_Given data_:
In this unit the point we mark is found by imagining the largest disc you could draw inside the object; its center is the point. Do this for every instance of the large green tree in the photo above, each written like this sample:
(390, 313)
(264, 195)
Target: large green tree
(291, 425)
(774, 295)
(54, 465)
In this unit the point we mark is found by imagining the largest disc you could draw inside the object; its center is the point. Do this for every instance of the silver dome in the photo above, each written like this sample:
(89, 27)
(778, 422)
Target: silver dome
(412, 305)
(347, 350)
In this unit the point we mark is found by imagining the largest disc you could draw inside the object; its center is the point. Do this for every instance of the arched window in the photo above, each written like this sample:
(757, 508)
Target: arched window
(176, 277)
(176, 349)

_What you have to do_:
Write every record out again, unaltered.

_Reply to the task_:
In this unit the point we mark is found by imagining the largest disc you could draw inside the object; its center is the point. Do this for every instance of the large green tree in the photo above, each written like this sample:
(390, 313)
(264, 195)
Target: large green tree
(291, 425)
(774, 295)
(54, 465)
In this unit the point we mark is found by imagining the largest disc you could draw inside the object; its center is the point. Do this for every instance of the silver dome in the photo above, each written like this sample:
(89, 27)
(778, 422)
Target: silver dome
(412, 305)
(347, 350)
In this unit the point we mark is found by imagining the largest disc you could draw inside the object; its center is the point. Do this for every instance of the arched window in the photo above, each written like this sample:
(757, 508)
Target: arched window
(176, 277)
(176, 349)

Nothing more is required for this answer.